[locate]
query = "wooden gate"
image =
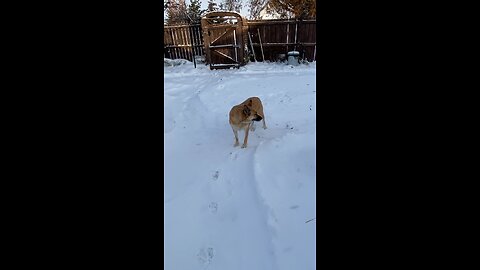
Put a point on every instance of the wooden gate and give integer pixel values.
(224, 39)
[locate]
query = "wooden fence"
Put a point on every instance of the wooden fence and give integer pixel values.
(269, 39)
(183, 41)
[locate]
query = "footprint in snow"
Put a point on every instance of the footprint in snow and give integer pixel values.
(215, 175)
(213, 206)
(205, 255)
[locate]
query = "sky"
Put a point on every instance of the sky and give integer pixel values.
(244, 11)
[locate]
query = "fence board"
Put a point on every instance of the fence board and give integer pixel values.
(277, 37)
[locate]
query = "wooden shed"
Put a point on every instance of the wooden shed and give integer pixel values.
(225, 39)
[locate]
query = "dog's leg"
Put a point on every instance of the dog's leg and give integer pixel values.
(245, 140)
(235, 132)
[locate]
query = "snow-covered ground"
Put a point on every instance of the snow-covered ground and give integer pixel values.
(228, 208)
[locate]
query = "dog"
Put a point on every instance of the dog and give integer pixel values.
(243, 115)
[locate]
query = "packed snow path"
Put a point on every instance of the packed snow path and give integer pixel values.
(231, 208)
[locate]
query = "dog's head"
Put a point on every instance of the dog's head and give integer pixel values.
(250, 113)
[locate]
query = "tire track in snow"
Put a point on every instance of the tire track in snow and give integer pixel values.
(234, 185)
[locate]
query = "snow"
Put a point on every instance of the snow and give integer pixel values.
(233, 208)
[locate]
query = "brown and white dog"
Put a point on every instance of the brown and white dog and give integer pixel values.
(243, 115)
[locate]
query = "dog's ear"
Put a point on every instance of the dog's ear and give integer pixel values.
(246, 110)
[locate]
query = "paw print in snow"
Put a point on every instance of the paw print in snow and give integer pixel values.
(215, 176)
(213, 206)
(205, 256)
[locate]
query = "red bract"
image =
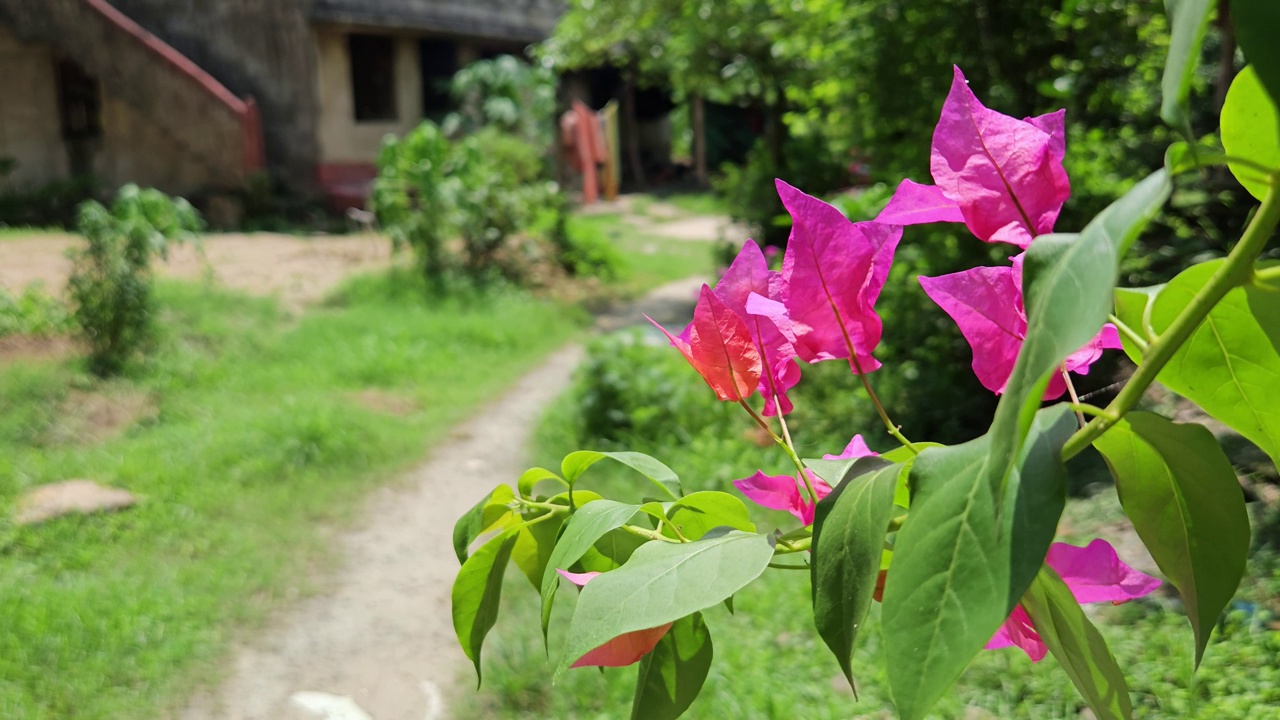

::::

→ **To do**: Copy only this, please: the line with "Put a point on every instance of the dog's ear" and every line after it through the end of the data, with no pictures.

→ **Exercise output**:
Put a point on every instance of the dog's ear and give integer pixel values.
(246, 110)
[locate]
query = "paw print in snow"
Put a point on every instance of the paw print in snow and give integer pixel values.
(215, 176)
(213, 206)
(205, 256)
[locate]
query = "red bract"
image =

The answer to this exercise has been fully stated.